Referring expression grounding data
● ● ● ● ● ● ●

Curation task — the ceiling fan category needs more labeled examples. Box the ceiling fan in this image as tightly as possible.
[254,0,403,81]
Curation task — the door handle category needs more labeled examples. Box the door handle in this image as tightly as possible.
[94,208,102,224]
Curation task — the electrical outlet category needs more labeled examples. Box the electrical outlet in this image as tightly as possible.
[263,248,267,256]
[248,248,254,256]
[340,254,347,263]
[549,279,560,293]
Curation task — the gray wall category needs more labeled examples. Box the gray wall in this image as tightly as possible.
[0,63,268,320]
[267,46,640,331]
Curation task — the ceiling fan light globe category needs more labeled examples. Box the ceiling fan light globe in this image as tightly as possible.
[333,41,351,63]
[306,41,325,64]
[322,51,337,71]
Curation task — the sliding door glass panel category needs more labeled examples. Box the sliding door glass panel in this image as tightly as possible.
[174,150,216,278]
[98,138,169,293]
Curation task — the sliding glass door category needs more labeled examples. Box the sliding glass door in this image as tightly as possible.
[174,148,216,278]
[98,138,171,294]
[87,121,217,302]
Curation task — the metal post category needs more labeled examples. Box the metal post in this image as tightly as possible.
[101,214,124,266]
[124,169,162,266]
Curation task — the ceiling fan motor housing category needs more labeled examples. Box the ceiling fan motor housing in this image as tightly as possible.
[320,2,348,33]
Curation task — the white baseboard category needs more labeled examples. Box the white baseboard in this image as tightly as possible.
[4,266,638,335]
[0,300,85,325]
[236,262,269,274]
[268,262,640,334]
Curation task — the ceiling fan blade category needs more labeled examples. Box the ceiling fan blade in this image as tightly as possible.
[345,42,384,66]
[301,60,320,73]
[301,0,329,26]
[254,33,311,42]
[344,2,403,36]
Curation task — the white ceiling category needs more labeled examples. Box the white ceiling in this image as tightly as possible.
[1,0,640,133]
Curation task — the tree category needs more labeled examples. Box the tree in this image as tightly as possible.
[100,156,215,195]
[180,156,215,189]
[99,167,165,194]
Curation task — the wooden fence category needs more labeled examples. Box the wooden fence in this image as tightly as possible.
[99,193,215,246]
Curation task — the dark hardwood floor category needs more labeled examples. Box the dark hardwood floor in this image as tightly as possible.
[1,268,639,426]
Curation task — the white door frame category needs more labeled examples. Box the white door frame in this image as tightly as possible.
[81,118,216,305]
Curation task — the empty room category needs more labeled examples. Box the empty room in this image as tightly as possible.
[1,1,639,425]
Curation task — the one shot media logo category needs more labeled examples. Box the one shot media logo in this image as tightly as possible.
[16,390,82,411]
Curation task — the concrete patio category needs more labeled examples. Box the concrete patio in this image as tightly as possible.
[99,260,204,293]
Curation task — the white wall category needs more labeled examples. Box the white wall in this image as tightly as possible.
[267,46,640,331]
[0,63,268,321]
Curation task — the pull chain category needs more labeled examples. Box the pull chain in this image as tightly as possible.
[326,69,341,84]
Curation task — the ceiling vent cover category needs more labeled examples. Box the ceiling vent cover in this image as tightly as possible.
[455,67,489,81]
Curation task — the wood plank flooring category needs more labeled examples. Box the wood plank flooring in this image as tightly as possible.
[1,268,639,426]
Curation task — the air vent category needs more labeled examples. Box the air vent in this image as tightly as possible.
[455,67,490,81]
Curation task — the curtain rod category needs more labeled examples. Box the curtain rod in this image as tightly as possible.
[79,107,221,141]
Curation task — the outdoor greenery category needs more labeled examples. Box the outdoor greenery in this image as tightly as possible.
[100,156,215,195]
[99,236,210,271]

● ● ● ● ● ● ●

Task statement:
Give the data again in full, exactly.

Written solution:
Curation task — the ceiling fan category needs more labeled examples. Box the ceiling fan in this image as tightly as possible.
[254,0,403,81]
Curation task — the door handle category needs more labeled examples. Box the door handle in this image as tightly as possible.
[94,208,102,224]
Curation task — the electrical outlet category needs more labeled examples. Box the electrical outlet in this image as tightly as possible.
[263,248,267,256]
[248,248,254,256]
[340,254,347,263]
[549,279,560,293]
Curation task — the gray wall category needs more labeled examples. Box the gray wall in this image as tightly as possible.
[0,63,268,320]
[267,46,640,331]
Curation task — the ceiling fan light globe category needs more labeled examples. Box the ceiling fan light globe in this image as tightly as possible.
[333,41,351,63]
[306,41,325,64]
[322,51,337,71]
Curation task — the sliding door glass panel category needs more labeled examples. Box the sliding door glass panel in this image as tightly as possible.
[174,150,216,278]
[98,138,169,293]
Curation task — the sliding glass door category needs more labeled examples. Box the sliding glass door in this image as tightly as possible.
[174,148,216,278]
[98,138,171,294]
[87,121,217,302]
Curation task — the metal post category needs more labeled examples. Box the metal post in this image as tightly as possible.
[101,214,124,266]
[124,169,162,266]
Curation task — the ceiling fan motor housing category needs more labeled examples. Box the ceiling fan motor housing in this image as tightly as possible.
[320,2,348,33]
Curation task — the white baseboard category needs more labeled examples. Box the white baseboard in this image as tightly as possible.
[4,266,638,335]
[0,300,85,325]
[236,262,269,274]
[268,262,640,334]
Curation task — the ceiling fan blade category needs more labeled examples. Box the ceiling fan blade in this image as tightly as possible.
[345,42,384,66]
[301,60,320,73]
[301,0,329,26]
[254,33,311,42]
[344,2,403,36]
Curation task — the white ceiling category needs more labeled examples. Box the white ceiling in this image as tightly as possible.
[1,0,640,133]
Curation task — the tree category needs more labeled examples. Box the tree in this image as tightly as possible.
[100,156,215,195]
[180,156,215,189]
[99,167,165,194]
Curation task — the wooden fence category needs more labeled examples. Box the wooden fence in this image as tightly as possible.
[99,193,215,246]
Curation task — the dark hardwood floor category needs more labeled examples. Box the dark hardwood floor in this image as tightly as possible.
[1,268,639,426]
Curation task — the white door frame category needs more labeled examples. Box the white door frame in this image as tightly as possible.
[81,118,216,305]
Curation task — the empty room category needs more labeled examples. Box the empty room in this image as tightly as possible.
[1,1,639,425]
Curation task — the one shot media logo category needs more labeled examples. Box the one shot media logo in this image as tightly as possible.
[16,390,82,411]
Curation task — the concrete patio category needs more labeled examples. Box the concrete patio in this image as tightly as possible.
[99,260,204,293]
Curation task — the white wall category needs more labeled examples. Box the white wall in this image as tightly as possible.
[267,46,640,331]
[0,63,268,321]
Curation task — the pull chain category needs more labeled examples. Box the pull chain in this image as tightly as possible.
[326,69,341,84]
Curation task — the ceiling vent cover category needs more labeled examples. Box the ceiling vent cover in this image as tightly as possible.
[455,67,489,81]
Curation task — the wood plank flooring category needs more labeled examples. Box the wood plank flooring in this image as tightly as possible.
[1,268,639,426]
Curation task — the air vent category needs more labeled examples. Box the air vent in this image as tightly as possible.
[455,67,490,81]
Curation task — the curtain rod category needs more labeled examples. Box the curtain rod in this image as tightly as possible.
[79,107,221,141]
Curation task — the outdoor greenery category needs more labeled examples. Box the outdoor greenery in this image as tightly as possible.
[100,156,215,195]
[99,236,210,271]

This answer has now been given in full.